(Records drawn from a dataset)
Segment Open

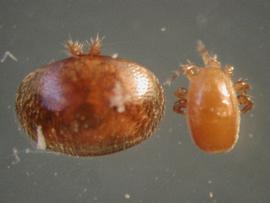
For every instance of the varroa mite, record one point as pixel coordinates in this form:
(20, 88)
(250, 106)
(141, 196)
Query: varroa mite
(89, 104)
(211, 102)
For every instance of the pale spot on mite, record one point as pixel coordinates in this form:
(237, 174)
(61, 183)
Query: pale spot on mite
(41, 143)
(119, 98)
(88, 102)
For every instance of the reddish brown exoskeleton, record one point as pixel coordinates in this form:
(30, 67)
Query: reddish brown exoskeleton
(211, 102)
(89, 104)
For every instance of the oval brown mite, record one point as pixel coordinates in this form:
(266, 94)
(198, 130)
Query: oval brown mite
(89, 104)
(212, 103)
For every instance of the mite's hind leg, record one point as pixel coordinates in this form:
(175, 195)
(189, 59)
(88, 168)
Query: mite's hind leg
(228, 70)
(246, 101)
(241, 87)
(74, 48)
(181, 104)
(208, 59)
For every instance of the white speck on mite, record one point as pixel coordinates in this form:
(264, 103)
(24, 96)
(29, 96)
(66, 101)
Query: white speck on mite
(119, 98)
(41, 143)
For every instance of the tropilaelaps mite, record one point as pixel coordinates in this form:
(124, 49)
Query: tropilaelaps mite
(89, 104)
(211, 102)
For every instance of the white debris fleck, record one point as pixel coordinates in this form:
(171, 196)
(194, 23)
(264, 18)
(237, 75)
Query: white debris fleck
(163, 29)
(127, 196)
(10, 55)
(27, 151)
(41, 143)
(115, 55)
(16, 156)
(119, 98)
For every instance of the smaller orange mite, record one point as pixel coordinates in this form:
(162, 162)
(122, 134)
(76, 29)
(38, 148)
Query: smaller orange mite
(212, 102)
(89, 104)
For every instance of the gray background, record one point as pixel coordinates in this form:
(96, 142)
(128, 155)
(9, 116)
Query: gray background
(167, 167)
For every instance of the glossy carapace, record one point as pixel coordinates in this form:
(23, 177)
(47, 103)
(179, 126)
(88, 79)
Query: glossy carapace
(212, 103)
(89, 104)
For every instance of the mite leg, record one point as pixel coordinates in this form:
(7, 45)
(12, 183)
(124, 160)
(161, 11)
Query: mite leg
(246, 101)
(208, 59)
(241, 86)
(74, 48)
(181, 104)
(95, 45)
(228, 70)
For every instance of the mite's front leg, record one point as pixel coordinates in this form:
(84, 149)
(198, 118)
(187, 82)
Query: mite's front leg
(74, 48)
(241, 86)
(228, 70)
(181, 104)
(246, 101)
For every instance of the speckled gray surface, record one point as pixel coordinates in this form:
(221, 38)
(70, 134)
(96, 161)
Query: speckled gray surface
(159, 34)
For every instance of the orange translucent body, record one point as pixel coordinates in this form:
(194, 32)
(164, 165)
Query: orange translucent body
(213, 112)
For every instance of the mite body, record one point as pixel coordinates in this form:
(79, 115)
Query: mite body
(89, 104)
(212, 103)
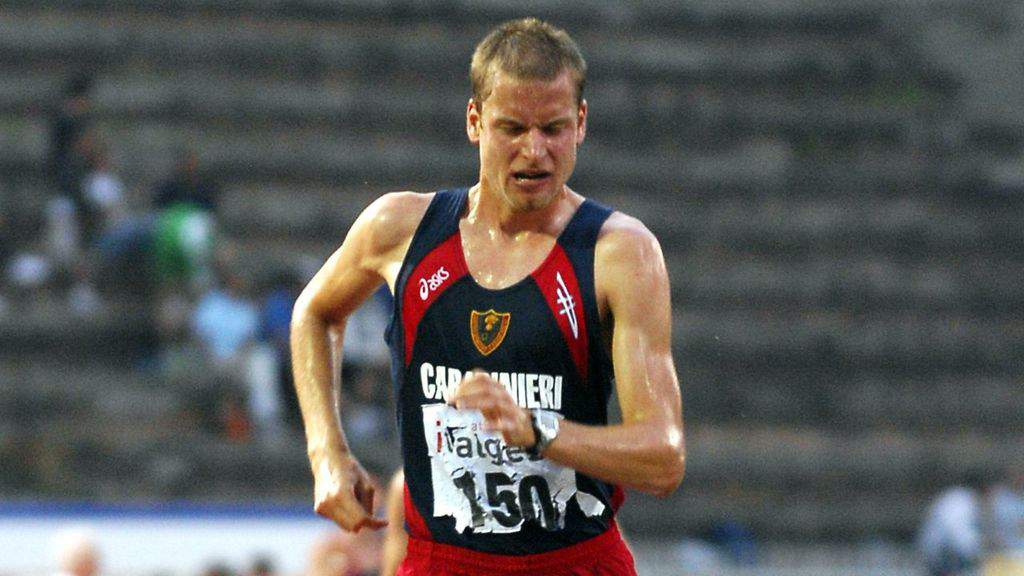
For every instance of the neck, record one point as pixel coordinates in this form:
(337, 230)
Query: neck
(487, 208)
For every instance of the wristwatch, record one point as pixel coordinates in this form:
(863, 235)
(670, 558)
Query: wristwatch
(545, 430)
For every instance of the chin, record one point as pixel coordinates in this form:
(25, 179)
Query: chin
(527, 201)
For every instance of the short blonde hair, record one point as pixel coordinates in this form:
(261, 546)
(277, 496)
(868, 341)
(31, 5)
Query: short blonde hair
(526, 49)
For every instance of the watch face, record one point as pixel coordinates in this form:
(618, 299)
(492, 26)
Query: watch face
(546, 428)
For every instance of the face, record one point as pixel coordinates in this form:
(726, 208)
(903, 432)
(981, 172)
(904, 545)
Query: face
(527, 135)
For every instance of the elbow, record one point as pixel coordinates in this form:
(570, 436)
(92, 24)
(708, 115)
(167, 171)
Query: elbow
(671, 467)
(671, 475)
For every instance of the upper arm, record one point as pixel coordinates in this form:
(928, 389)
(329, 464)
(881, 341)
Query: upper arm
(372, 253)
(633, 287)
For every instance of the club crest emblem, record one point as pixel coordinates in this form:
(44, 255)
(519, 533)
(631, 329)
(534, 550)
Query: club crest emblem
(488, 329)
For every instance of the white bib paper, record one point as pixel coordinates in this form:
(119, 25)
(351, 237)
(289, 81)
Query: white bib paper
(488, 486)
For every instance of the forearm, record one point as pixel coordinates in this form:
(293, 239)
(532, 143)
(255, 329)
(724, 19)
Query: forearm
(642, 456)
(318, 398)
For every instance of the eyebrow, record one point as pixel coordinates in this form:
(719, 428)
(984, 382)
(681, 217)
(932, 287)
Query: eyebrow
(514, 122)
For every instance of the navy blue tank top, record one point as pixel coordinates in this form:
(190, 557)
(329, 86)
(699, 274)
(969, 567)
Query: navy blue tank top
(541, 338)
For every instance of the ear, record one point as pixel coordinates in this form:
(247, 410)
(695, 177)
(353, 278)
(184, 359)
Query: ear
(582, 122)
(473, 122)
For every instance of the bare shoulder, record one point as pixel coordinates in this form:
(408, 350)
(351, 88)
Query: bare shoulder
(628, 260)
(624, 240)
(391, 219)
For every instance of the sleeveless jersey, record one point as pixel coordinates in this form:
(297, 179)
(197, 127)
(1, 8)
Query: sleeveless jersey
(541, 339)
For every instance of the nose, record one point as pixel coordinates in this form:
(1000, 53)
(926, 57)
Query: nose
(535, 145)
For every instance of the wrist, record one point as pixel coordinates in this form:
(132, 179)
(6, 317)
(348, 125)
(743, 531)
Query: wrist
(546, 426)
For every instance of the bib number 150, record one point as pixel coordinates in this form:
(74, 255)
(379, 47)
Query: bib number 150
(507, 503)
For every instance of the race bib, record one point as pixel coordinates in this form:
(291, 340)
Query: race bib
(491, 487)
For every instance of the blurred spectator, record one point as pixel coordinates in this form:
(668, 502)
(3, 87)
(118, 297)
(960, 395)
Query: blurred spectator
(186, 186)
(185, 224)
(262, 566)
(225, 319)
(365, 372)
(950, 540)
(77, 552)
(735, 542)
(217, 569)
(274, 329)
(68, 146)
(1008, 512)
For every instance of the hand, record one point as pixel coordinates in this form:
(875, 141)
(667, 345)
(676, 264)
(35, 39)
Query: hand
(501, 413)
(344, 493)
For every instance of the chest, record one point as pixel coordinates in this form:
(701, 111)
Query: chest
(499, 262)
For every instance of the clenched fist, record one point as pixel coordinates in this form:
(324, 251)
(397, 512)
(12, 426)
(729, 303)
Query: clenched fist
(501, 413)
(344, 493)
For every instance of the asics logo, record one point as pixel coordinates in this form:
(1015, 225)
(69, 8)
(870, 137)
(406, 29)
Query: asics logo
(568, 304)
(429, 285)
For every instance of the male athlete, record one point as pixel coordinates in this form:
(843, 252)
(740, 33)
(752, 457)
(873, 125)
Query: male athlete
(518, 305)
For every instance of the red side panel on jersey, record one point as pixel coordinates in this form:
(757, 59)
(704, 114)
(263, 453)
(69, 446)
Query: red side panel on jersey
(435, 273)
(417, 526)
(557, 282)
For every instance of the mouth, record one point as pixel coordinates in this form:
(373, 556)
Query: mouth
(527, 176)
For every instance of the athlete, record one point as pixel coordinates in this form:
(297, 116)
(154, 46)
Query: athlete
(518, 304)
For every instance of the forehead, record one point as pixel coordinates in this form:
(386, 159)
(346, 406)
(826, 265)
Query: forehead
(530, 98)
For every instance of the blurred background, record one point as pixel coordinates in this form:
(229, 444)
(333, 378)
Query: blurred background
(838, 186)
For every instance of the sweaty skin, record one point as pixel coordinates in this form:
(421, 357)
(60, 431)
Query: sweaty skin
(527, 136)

Segment Closed

**Work to be completed:** All of the entries must be reproduced exactly, apart from the pictures, which are to be dropped.

**Written response:**
For every instance of the varroa mite, record one point as pixel coordinates in this form:
(20, 88)
(250, 106)
(141, 196)
Query: varroa mite
(89, 104)
(211, 102)
For every instance of the pale spot on mite, record one point as pixel coordinates in this form:
(237, 174)
(61, 183)
Query: pale spot on mite
(41, 143)
(119, 98)
(88, 102)
For every instance of the reddish brown exoskeleton, record one point as pixel coordinates in this form:
(30, 67)
Query: reddish brown exoskeleton
(211, 102)
(89, 104)
For every instance of the oval brown mite, record one point as pixel coordinates in this form:
(266, 94)
(198, 130)
Query: oval brown mite
(89, 104)
(212, 103)
For every instance of the mite's hind leg, record one point as pixel coordinates in this form:
(175, 195)
(189, 59)
(88, 168)
Query: mite's hind leg
(228, 70)
(246, 101)
(241, 87)
(74, 48)
(181, 104)
(208, 59)
For every instance of the white speck on mite, record one point as pixel coordinates in this form:
(264, 103)
(24, 96)
(29, 96)
(66, 101)
Query: white speck on mite
(119, 98)
(41, 143)
For every instance of the tropilaelaps mite, record one point as pixel coordinates in this form:
(124, 49)
Query: tropilaelaps mite
(89, 104)
(211, 102)
For every instance of the white debris fleck, record one point as pixel coordinates in this form:
(171, 196)
(194, 23)
(264, 18)
(237, 75)
Query: white debris fleck
(163, 29)
(127, 196)
(10, 55)
(27, 151)
(41, 143)
(115, 55)
(16, 156)
(119, 98)
For every instance of the smaller orange mite, record one point as pixel coordinates in this form:
(162, 162)
(122, 134)
(76, 29)
(38, 148)
Query: smaller orange mite
(212, 102)
(89, 104)
For every instance of the gray background, record one point as pixel coordinates in this form:
(96, 142)
(128, 155)
(9, 116)
Query: gray background
(167, 167)
For every instance of the glossy carapace, record one point as pixel coordinates in this form:
(23, 177)
(47, 103)
(179, 126)
(88, 79)
Query: glossy carapace
(212, 103)
(89, 104)
For every instance of the mite leg, record one point as pixel coordinates in this form:
(7, 45)
(12, 183)
(124, 160)
(161, 11)
Query: mite leg
(246, 101)
(208, 59)
(241, 86)
(74, 48)
(181, 104)
(95, 45)
(228, 70)
For every instance of the mite's front leg, record one point as pixel coordinates in this form:
(84, 149)
(198, 118)
(187, 82)
Query: mite's front leg
(74, 48)
(241, 86)
(228, 70)
(181, 104)
(246, 101)
For every instance of the speckled gray surface, record one point as pixel coordinates in this form:
(221, 38)
(70, 134)
(96, 161)
Query: speckled gray surface
(159, 34)
For every instance of the orange translucent body, record one point as pixel coordinates in this form:
(194, 32)
(164, 165)
Query: orange translucent body
(213, 112)
For every instance of the mite body, record one point as pixel coordinates in this form:
(79, 115)
Query: mite body
(89, 104)
(212, 103)
For every instance of the neck, record one point as pixel coordinates in this form:
(337, 230)
Query: neck
(487, 208)
For every instance of the wristwatch, record one point as pixel coordinates in this form:
(863, 235)
(670, 558)
Query: wristwatch
(545, 430)
For every instance of the chin, record one point as pixel coordinates in this form:
(25, 179)
Query: chin
(527, 201)
For every instance of the short blonde hair, record one point as pixel coordinates in this form:
(261, 546)
(277, 496)
(868, 341)
(31, 5)
Query: short blonde hair
(526, 49)
For every instance of the watch face, record one point as pixel coordinates in this form:
(618, 299)
(492, 26)
Query: watch face
(546, 428)
For every instance of the face, record one point as pixel coordinates in this form:
(726, 208)
(903, 432)
(981, 172)
(904, 545)
Query: face
(527, 135)
For every instance of the elbow, record one point as pixel coordinates in this form:
(570, 436)
(92, 24)
(708, 115)
(167, 171)
Query: elbow
(671, 467)
(671, 475)
For every instance of the upper arm, record one point as pixel coordinates in this form:
(928, 389)
(329, 464)
(881, 341)
Query: upper arm
(372, 253)
(633, 287)
For every instance of the club crest emblem, record one point as pixel coordinates in this form:
(44, 255)
(519, 533)
(631, 329)
(534, 550)
Query: club crest emblem
(488, 329)
For every instance of the white bib paper, record one point as pixel coordinates in this form:
(119, 25)
(351, 237)
(289, 81)
Query: white bib paper
(488, 486)
For every instance of the forearm, record one point as pixel coordinates in this form:
(293, 239)
(532, 143)
(255, 329)
(724, 19)
Query: forearm
(642, 456)
(318, 398)
For every instance of the eyebrow, record one point as pixel coordinates in this form:
(719, 428)
(984, 382)
(681, 217)
(932, 287)
Query: eyebrow
(514, 122)
For every instance of the navy blue tank top, record one point as pixel coordinates in this form:
(190, 557)
(329, 86)
(699, 274)
(969, 567)
Query: navy blue tank top
(541, 338)
For every instance of the ear, record one point as pixel coordinates in this form:
(247, 410)
(695, 177)
(353, 278)
(184, 359)
Query: ear
(582, 122)
(473, 122)
For every instance of the bare shoulder, record one point as pixel coordinates in this form:
(408, 350)
(351, 88)
Query: bare shoulder
(628, 260)
(624, 240)
(391, 219)
For every instance of the sleeveless jersey, record one point as pixel coordinates in this form:
(297, 179)
(197, 127)
(1, 8)
Query: sleeveless jersey
(541, 339)
For every instance of the nose, record one point as pixel coordinates in this form:
(1000, 53)
(926, 57)
Query: nose
(535, 145)
For every instance of the wrist, record one point as pixel coordinates in this form:
(132, 179)
(6, 317)
(348, 125)
(743, 531)
Query: wrist
(546, 426)
For every instance of the bib number 150, record one point as pixel coordinates in this form:
(74, 255)
(379, 47)
Query: bib number 150
(507, 503)
For every instance of the race bib, record one point as pixel coordinates in this form:
(291, 340)
Query: race bib
(491, 487)
For every instance of the blurred spectator, record one point as pixel coordinates in this form:
(668, 502)
(3, 87)
(118, 297)
(960, 395)
Query: blurred spectator
(186, 186)
(185, 224)
(262, 566)
(225, 319)
(365, 372)
(950, 540)
(77, 552)
(735, 542)
(217, 569)
(274, 329)
(68, 146)
(1008, 512)
For every instance of the hand, record one point as pixel coordinates in this form:
(875, 141)
(667, 345)
(676, 264)
(35, 39)
Query: hand
(501, 413)
(344, 493)
For every instance of the chest, record one point as pixel coordinates in this form:
(701, 111)
Query: chest
(499, 262)
For every instance of the clenched fist, record one point as pixel coordinates in this form:
(324, 251)
(397, 512)
(12, 426)
(729, 303)
Query: clenched fist
(501, 413)
(344, 493)
For every instance of the asics logo, record one point as pixel coordinates in this form:
(1015, 225)
(69, 8)
(870, 137)
(406, 29)
Query: asics logo
(568, 304)
(429, 285)
For every instance of the male athlete, record one point as pixel coordinates in this form:
(843, 252)
(740, 33)
(752, 457)
(873, 125)
Query: male athlete
(518, 305)
For every instance of the red side panel on jersey, record one point as pixel coordinates in this form:
(757, 59)
(704, 114)
(263, 453)
(69, 446)
Query: red side panel on jersey
(435, 273)
(417, 526)
(557, 282)
For every instance of the mouth, record one point as pixel coordinates in this form:
(373, 556)
Query: mouth
(527, 176)
For every instance of the athlete, record one point as pixel coordinates in this form:
(297, 116)
(154, 46)
Query: athlete
(518, 304)
For every instance of the forehead, record one point as pixel coordinates in this form:
(386, 159)
(346, 406)
(826, 265)
Query: forehead
(530, 98)
For every instance of the blurred background, record one point as pixel coordinates in this form:
(229, 444)
(333, 378)
Query: blurred background
(838, 186)
For every instance of the sweaty skin, record one point as pixel coordinates in this form:
(421, 357)
(60, 431)
Query: sweaty skin
(527, 136)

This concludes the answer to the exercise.